DOCUMENT:
Course Table of Contents

This is a very important chapter, so definitely don’t skip it. Before we can do anything in Python, we always have to set up an environment.

Most courses are either focused on building apps, on ad hoc data science, or on SQL. This course tackles all three at the same time, which is unique. We’re going to do some ad hoc data science and SQL database stuff, and then we’re going to deploy our machine learning model to a Dockerized web app with a PostgreSQL database, so we’ll need the best of all both worlds. If you’re just building an app, you want an IDE that’s great for debugging, and there are many from which to choose (e.g. VS Code, PyCharm, Sublime, etc). If you’re just doing ad hoc data science in Python, you’ll probably want either Jupyter Notebooks or Spyder, and you’ll probably install those using Anaconda or Miniconda. If you’re just doing SQL in a PostgreSQL database, you might choose PGAdmin or something else.

Object location annotations
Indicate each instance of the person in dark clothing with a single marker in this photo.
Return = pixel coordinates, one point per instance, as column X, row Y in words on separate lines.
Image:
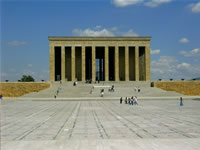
column 181, row 101
column 121, row 100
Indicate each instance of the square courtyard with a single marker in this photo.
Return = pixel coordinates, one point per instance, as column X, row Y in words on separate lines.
column 99, row 124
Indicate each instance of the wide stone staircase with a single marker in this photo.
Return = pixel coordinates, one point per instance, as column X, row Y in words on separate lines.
column 122, row 89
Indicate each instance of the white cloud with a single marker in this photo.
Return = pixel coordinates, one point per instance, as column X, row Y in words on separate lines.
column 29, row 65
column 91, row 32
column 167, row 67
column 163, row 68
column 130, row 33
column 195, row 7
column 124, row 3
column 3, row 74
column 156, row 3
column 194, row 52
column 17, row 43
column 98, row 31
column 156, row 51
column 151, row 3
column 183, row 66
column 184, row 40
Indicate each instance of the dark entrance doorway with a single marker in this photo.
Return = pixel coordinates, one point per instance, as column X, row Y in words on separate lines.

SET TASKS:
a. From the Python setup chapter, translate this sentence into Spanish: "Before we can do anything in Python, we always have to set up an environment."
b. Pick up the Python setup chapter after its last sentence and keep writing it.

IN RESPONSE:
a. Antes de poder hacer cualquier cosa en Python, siempre tenemos que configurar un entorno.

b.
What we want is a reproducible, Linux-based environment in which we can debug our Flask/Dash web app, do ad hoc data science and machine learning in Jupyter Notebooks, and write SQL directly in PGAdmin or via the website, or directly in a Python script. All environments must talk to the PostgreSQL database, which is inside a Docker container, on a Docker network, and all must have the same versions of our scientific Python packages, such as Scikit-Learn, so that our models are transferable.

The best IDE I’ve found for meeting all these requirements is VS Code. With VS Code, you can work inside a 100% reproducible, Dockerized, Linux-based development environment, which exactly matches your production environment. That development environment can contain other Docker containers, such as TimescaleDB and PGAdmin for the database. And you can run your ad hoc data science tasks using the built-in Jupyter Notebooks.

VS Code Setup

If you’d prefer to use VS Code for everything, as I do, you can actually skip the rest of this chapter and jump directly to the next chapter “Optional VS Code and Docker Setup”.

Non-VS Code Setup

If you prefer a different IDE than VS Code, by all means use it. However, the ad hoc data science stuff works best in either Jupyter Notebooks or Spyder. The easiest way to get both is to download Anaconda or the lighter-weight Miniconda.

For those who prefer a different IDE, you’ll probably need to setup two separate environments–one for debugging your web app, and another one for running ad hoc data science tasks in Jupyter Notebooks or Spyder.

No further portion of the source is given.